> _Exercises to complete_
(1) According to the text on the USE shaping model, why are split-vowel subclasses not assigned a symbol?
(2) Resume the text on the USE shaping model, starting after its final sentence.

USE subclasses table

Vowels and modifiers may be further subclassified based on their position relative to base characters. The subclasses incorporated in the USE shaping model are defined in the table below.

Split-vowel subclasses are not assigned a symbol because each split vowel must be decomposed into its components.

USE classification Symbol Definition
CONS_MOD_ABOVE CMAbv USE=CM & UIPC = Top
CONS_MOD_BELOW CMBlw USE=CM & UIPC = Bottom
CONS_FINAL_ABOVE FAbv USE=F & UIPC = Top
CONS_FINAL_BELOW FBlw USE=F & UIPC = Bottom
CONS_FINAL_POST FPst USE=F & UIPC = Right
CONS_MED_ABOVE MAbv USE=M & UIPC = Top
CONS_MED_BELOW MBlw USE=M & UIPC = Bottom
CONS_MED_PRE MPre USE=M & UIPC = Left
CONS_MED_POST MPst USE=M & UIPC = Right
SYM_MOD_ABOVE SMAbv U+1B6B,U+1B6D,U+1B6E,U+1B6F,U+1B70,U+1B71,U+1B72,U+1B73
SYM_MOD_BELOW SMBlw U+1B6C
VOWEL_ABOVE VAbv USE=V & UIPC = Top
VOWEL_ABOVE_BELOW null USE=V & UIPC = Top_And_Bottom
VOWEL_ABOVE_BELOW_POST null USE=V & UIPC = Top_And_Bottom_And_Right
VOWEL_ABOVE_POST null USE=V & UIPC = Top_And_Right
VOWEL_BELOW VBlw USE=V & UIPC = Bottom or Overstruck
VOWEL_BELOW_POST null USE=V & UIPC = Bottom_And_Right
VOWEL_PRE VPre USE=V & UIPC = Left
VOWEL_PRE_ABOVE null USE=V & UIPC = Top_And_Left
VOWEL_PRE_ABOVE_POST null USE=V & UIPC = Top_And_Left_And_Right
VOWEL_PRE_POST null USE=V & UIPC = Left_And_Right
VOWEL_POST VPst USE=V & UIPC = Right
VOWEL_MOD_ABOVE VMAbv USE=VM & UIPC = Top
VOWEL_MOD_BELOW VMBlw USE=VM & UIPC = Bottom or Overstruck
VOWEL_MOD_PRE VMPre USE=VM & UIPC = Left
VOWEL_MOD_POST VMPst USE=VM & UIPC = Right

The USE shaping model

The USE shaping model consists of five top-level stages.

  1. Decomposition of split vowels
  2. Identifying clusters
  3. Applying basic cluster formation features
  4. Glyph reordering
  5. Applying final features

All scripts supported by the USE model will be processed in this same pattern. However, not every script requires that actions be taken in every operation.

The first two stages take place for the entire text run being shaped. Subsequently, stages 3, 4, and 5 are each conducted in order on a per-cluster basis, until every cluster in the run has been processed.

The substitution features from GSUB and the positioning features from GPOS are applied to the text run in predefined features groups. Which features are applied at each step in the process are described below.

1: Split vowel decomposition

Most split vowels have a canonical decomposition defined in the Unicode specification. The USE shaping model requires that all such split vowels be decomposed into their components before any further processing is performed.

> _Data rows_
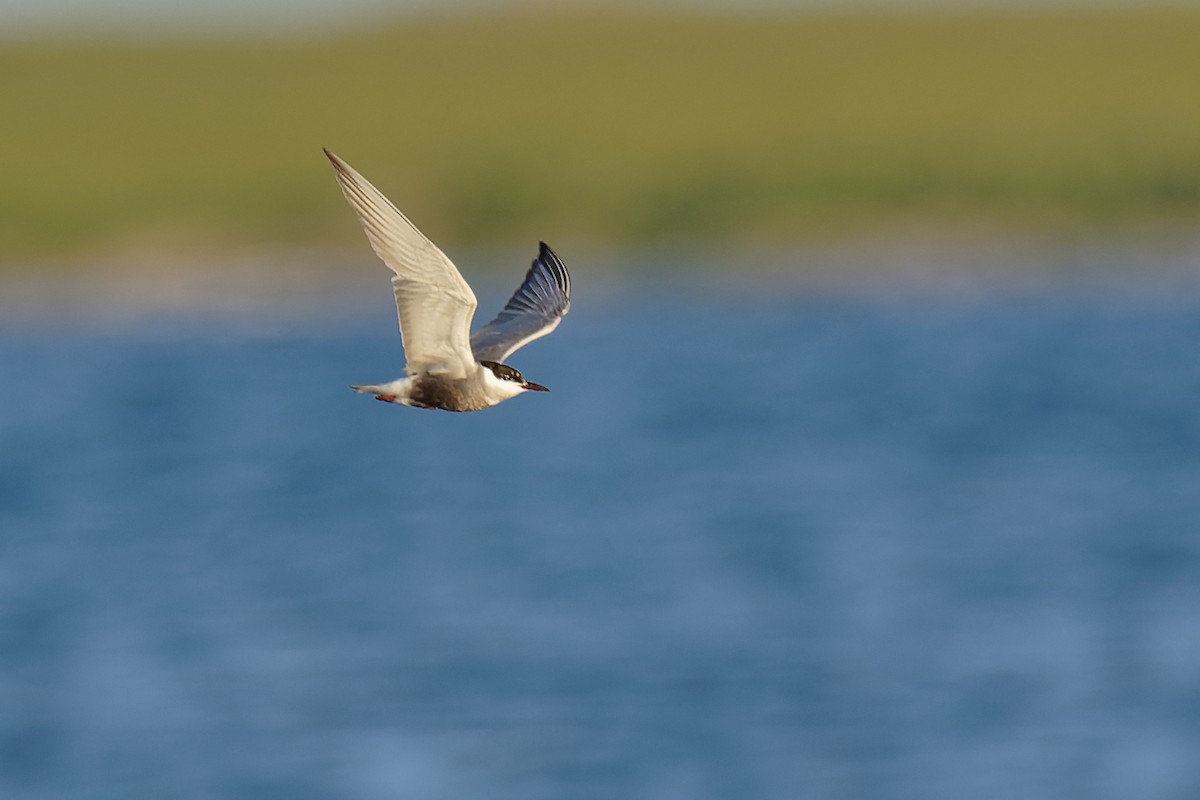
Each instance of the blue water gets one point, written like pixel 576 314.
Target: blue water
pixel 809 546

* * *

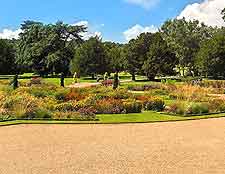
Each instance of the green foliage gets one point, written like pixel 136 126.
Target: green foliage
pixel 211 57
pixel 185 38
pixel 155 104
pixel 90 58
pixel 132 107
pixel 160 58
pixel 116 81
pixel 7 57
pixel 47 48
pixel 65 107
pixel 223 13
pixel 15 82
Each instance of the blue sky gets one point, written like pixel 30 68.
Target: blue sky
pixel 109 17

> _Answers provided_
(1) Each split vowel must be decomposed into its components.

(2)
For these vowels, the canonical decomposition must be performed prior to cluster identification. Because this decomposition is a character-level operation, the shaping engine may choose to perform it earlier, such as during an initial Unicode-normalization stage.

For any split vowels that do not have a canonical decomposition, the active font should provide a decomposition via the ccmp substitution feature in GSUB.

The cluster-identification rules detailed in stage two are based on the canonical decompositions, and do not take non-canonical GSUB decomposition into account.

2. Cluster identification

A cluster in the USE model is defined according to a generalized, visual pattern that is common to all supported scripts. Consequently, the cluster-identification expressions used do not enforce linguistic or orthographic correctness.

An independent cluster will consist of a standalone codepoint that does not require further shaping, optionally followed by a variation selector. Independent clusters will match the expression:

(IND | O | Rsv | WJ) VS?

A standard cluster features a required base character and may include many optional elements. Standard clusters will match the expression:

( R | CS )? ( B | GB ) VS? CMAbv* CMBlw* ( ((H B) | SUB) VS? CMAbv* CMBlw* )* MPre? MAbv? MBlw? MPst? VPre* VAbv* VBlw* VPst* VMPre* VMAbv* VMBlw* VMPst* FAbv* FBlw* FPst* FM?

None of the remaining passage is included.